Exercise requirements
Please transcribe the lines below exactly, and leave every image behind.

(Natural-language object grounding data)
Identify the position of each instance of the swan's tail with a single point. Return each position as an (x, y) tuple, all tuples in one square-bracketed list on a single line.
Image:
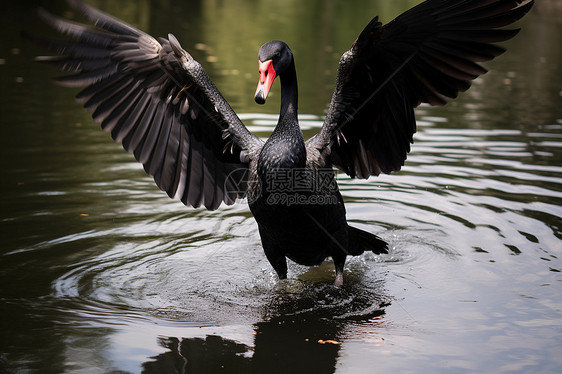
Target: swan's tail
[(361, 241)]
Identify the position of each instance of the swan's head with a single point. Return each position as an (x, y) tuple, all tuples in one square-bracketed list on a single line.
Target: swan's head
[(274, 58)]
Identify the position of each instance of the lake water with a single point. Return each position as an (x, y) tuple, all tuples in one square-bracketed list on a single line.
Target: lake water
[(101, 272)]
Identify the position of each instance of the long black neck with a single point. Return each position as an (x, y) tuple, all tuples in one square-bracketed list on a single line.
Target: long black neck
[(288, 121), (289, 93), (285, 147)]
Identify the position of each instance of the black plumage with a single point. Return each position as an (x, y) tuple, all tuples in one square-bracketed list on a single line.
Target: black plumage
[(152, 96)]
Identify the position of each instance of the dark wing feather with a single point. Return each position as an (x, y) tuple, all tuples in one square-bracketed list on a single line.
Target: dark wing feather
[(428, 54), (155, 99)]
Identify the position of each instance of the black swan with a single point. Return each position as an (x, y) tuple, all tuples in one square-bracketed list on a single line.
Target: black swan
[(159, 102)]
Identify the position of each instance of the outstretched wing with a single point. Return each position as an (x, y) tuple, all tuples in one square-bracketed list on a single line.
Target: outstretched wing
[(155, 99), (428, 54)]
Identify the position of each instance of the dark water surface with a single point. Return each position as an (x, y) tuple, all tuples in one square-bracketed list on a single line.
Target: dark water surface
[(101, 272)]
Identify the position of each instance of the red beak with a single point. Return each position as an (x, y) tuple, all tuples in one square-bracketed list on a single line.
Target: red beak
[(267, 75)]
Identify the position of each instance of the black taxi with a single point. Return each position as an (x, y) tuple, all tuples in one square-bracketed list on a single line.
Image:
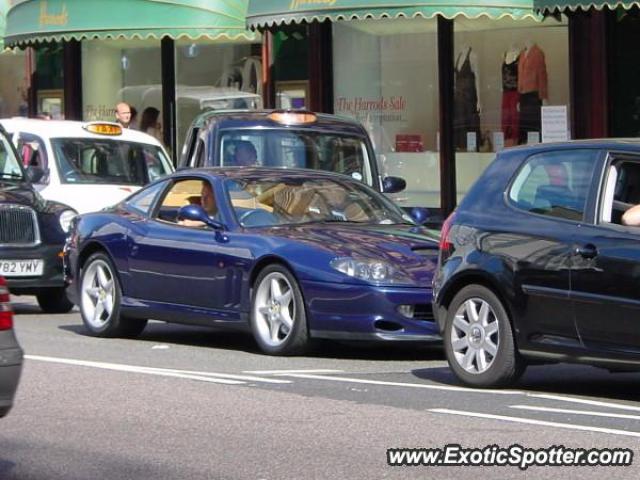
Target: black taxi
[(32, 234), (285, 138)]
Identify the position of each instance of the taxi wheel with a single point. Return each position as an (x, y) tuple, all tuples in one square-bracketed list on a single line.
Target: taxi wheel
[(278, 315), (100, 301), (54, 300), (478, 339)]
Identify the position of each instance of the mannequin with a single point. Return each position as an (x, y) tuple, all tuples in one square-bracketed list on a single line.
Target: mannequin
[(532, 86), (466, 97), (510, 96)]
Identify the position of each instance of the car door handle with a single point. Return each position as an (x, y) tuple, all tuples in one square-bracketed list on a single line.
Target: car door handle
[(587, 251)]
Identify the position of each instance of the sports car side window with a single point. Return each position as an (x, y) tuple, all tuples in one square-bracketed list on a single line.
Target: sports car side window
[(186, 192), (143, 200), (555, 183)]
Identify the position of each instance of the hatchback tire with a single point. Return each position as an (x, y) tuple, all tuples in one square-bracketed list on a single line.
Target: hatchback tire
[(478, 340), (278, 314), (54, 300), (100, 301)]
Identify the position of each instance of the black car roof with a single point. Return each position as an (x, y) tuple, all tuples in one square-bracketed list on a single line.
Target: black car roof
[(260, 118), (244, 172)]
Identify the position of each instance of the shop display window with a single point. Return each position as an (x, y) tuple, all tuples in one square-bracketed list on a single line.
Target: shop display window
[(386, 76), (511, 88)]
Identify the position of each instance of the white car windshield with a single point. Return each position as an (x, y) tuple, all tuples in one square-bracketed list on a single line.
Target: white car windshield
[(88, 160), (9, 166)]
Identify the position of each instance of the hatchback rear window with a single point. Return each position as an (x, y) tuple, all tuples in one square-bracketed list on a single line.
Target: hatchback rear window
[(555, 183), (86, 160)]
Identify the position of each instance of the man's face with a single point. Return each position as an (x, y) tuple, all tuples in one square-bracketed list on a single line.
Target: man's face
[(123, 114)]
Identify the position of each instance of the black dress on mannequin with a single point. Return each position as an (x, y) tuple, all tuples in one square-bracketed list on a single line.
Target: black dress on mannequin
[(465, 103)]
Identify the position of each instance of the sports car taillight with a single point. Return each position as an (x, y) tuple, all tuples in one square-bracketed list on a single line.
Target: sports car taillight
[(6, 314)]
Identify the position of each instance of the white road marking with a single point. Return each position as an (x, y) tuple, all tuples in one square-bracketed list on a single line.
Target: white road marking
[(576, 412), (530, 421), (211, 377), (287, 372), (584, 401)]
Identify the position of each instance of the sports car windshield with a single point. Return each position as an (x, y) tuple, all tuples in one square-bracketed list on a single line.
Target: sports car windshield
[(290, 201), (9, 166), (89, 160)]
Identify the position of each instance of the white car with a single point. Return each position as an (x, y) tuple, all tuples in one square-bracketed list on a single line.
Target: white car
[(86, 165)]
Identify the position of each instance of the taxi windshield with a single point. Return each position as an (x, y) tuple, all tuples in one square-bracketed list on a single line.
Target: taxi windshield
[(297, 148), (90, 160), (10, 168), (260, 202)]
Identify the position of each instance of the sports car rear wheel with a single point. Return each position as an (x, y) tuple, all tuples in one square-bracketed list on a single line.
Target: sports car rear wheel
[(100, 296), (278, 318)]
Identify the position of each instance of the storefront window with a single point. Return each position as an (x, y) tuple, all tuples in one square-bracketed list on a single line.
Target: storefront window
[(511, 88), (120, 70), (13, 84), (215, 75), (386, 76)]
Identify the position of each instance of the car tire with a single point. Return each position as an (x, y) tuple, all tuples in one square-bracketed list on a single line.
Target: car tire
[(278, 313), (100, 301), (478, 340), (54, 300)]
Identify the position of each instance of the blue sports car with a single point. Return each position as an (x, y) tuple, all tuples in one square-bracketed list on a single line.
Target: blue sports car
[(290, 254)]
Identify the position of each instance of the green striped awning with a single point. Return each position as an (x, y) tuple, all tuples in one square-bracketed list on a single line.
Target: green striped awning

Response for this exercise
Identify the position of each instance of the swan's tail with a single point. Return each position as an (x, y) tuple, all tuples in one square-bracketed list on a single line.
Image:
Target: swan's tail
[(361, 241)]
Identify the position of each instance of the swan's head with a single point. Return each position as an (x, y) tuple, all tuples in one square-bracketed list on a single line.
Target: swan's head
[(274, 58)]
Identify the position of each instance of the lake water with a single point. Return each position as an (x, y) tuple, all tuples in one square-bracketed list on a single line.
Target: lake water
[(101, 272)]
Identify the position of each instance of the long black neck with a single point. Return each position as an (x, y) tuple, all tuples in one square-bracketed list on a single line.
Target: long black neck
[(288, 121), (289, 93), (285, 147)]
Identify the position of each instance of the black plumage with a single point. Return each position as an (x, y) tuple, all tuples in one square-bracketed list on a single line.
Target: black plumage
[(152, 96)]
Identify the position of each instance of the dark wing feather with a single point. Return each position as an (x, y) tuple, all tuples in one square-bracketed list on a single line.
Target: dark wing feather
[(428, 54), (155, 99)]
Identify the position of each instance of the black swan with a single point. Return each position as an (x, y) tuple, all tuples in one square-bracketed list on a single line.
Target: black swan
[(159, 102)]
Identify the position of each instance of the outstretched wing with a single point. Return each position as an (x, y) tuple, all tuples in one square-bracketed list on a single line.
Target: outstretched wing
[(155, 99), (428, 54)]
Identify the position of each instance of the dark water surface with a single point. Return each position as an (x, y) tuple, all tuples in one square-bracketed list on a single line.
Target: dark water surface
[(101, 272)]
Identify the position of each instance of the red beak with a single point. Return each position as an (x, y) tuple, all tuples in one square-bracketed list on a single line.
Target: red beak
[(267, 75)]
Identify the position of each instance of the black taxi with a single point. Return each position as an (x, y) tuple, all tuples in one square-bracketed list on a single line.
Image:
Target: black taxi
[(32, 234), (285, 138)]
Identify the position of each instance of the taxi wheel with a single point. Return each position as an (x, y) tuple, all tuples in one square-bracketed list on a single line.
Target: taxi wheel
[(278, 315), (100, 301), (54, 300), (478, 339)]
Identify the position of each instance of the mannequin with a single point. Return each position as an (x, y) tuple, all tuples in one square-bracketed list on a single line.
Target: mannequin
[(532, 86), (466, 97), (510, 96)]
Identify the position of each instance of the car door handle with a single point. Return each position as an (x, y) tuple, all tuples in one square-bracketed list on a single line.
Target: car door handle
[(587, 251)]
Identify the position of each instance of the sports car side window with a single point. Return each position as an (x, y) tuple, all tuples in one square-bracketed list on a single line.
Target: sports car side window
[(186, 192), (143, 200), (555, 183)]
Identify the position of each instance of the hatchback tire with a single point. Return each position as an (x, y) tuple, all tuples in one square-bracketed list on a single line.
Target: hatchback tire
[(478, 340), (278, 314), (54, 300), (100, 301)]
Identify the position of each instance of the black car roof with a single point. Return each position as an (x, y) tuple, all tuples in one square-bracketed list on a single line.
Target: black car roof
[(260, 118), (244, 172)]
Identify the position of each instance of the shop display window with a single point. Return each position as an (x, y) tuple, all tuples in one square-bracketed list on a single line.
Target: shop display window
[(386, 76), (511, 88)]
Identify the position of each instance of the white car windshield with a single point. Return each position as an (x, y) tuple, all tuples in one square-bracketed list on a single line.
Target: white car windshield
[(88, 160), (9, 166)]
Identify the position of each instance of the hatchback rear window with a single point. Return each position as an (x, y) tuple, all tuples in one square-bracketed list on a single line.
Target: hatchback rear window
[(555, 183), (86, 160)]
Identify the position of each instance of the man's face with a single point. Return each position as an (x, y) tuple, all tuples in one square-bracketed list on a single line.
Target: man's face
[(123, 114)]
Identify the position of each instance of the black dress on mannequin with a single point. Return each position as an (x, y) tuple, all tuples in one square-bracketed list on a single line.
Target: black dress on mannequin
[(465, 103)]
Identify the position of each instance of the sports car taillight with a single point. Return each position as an (x, y) tuple, all tuples in one square-bracketed list on a single line.
Target: sports car taillight
[(6, 314)]
Identify the position of each instance of the white road marking with a single point. Return each position as an (x, y) tuple, all tuples in one square-bracketed list on a single line.
Target: white road marking
[(576, 412), (530, 421), (211, 377), (287, 372), (584, 401)]
Identify the position of each instance of the sports car windshield with a single point. Return each position as an (x, y) tuple, all tuples in one square-bracketed list on a single line.
Target: sports car windshield
[(290, 201), (9, 166), (89, 160)]
Identify the position of each instance of the white car with a single point. Return each position as an (x, y) tuple, all tuples in one square-bracketed list on a single line.
Target: white car
[(86, 165)]
Identify the position of each instance of the taxi windshield with a single point. Return each position as an (x, y) tuple, all tuples in one square-bracketed list on a single line.
Target: taxi windshield
[(297, 148), (90, 160), (10, 168), (260, 202)]
Identify the position of each instance of the sports car rear wheel with a single point. Return each position as an (x, y) tuple, all tuples in one square-bracketed list on a single line.
Target: sports car rear wheel
[(100, 296), (278, 318)]
Identify the position of each instance of the storefront window with a single point. Return each position as an (x, y) tuple, all tuples in one square-bracketed list on a single line.
Target: storefront window
[(511, 88), (120, 70), (13, 84), (215, 75), (386, 76)]
Identify the position of each instance of the car tire with a single point. Return each position as an (x, y) tuple, all tuples in one square-bracketed list on a single line.
Target: car tire
[(278, 313), (100, 301), (478, 340), (54, 300)]
Identify the position of each instance of the blue sports car with a single point. Return each position as an (x, y) tuple, all tuples in one square-bracketed list on a single line.
Target: blue sports car
[(290, 254)]
Identify the position of each instance of the green striped awning with a single point. Return each position as an (x, y) tuple, all tuples in one square-bracketed list on a single line.
Target: green striped awning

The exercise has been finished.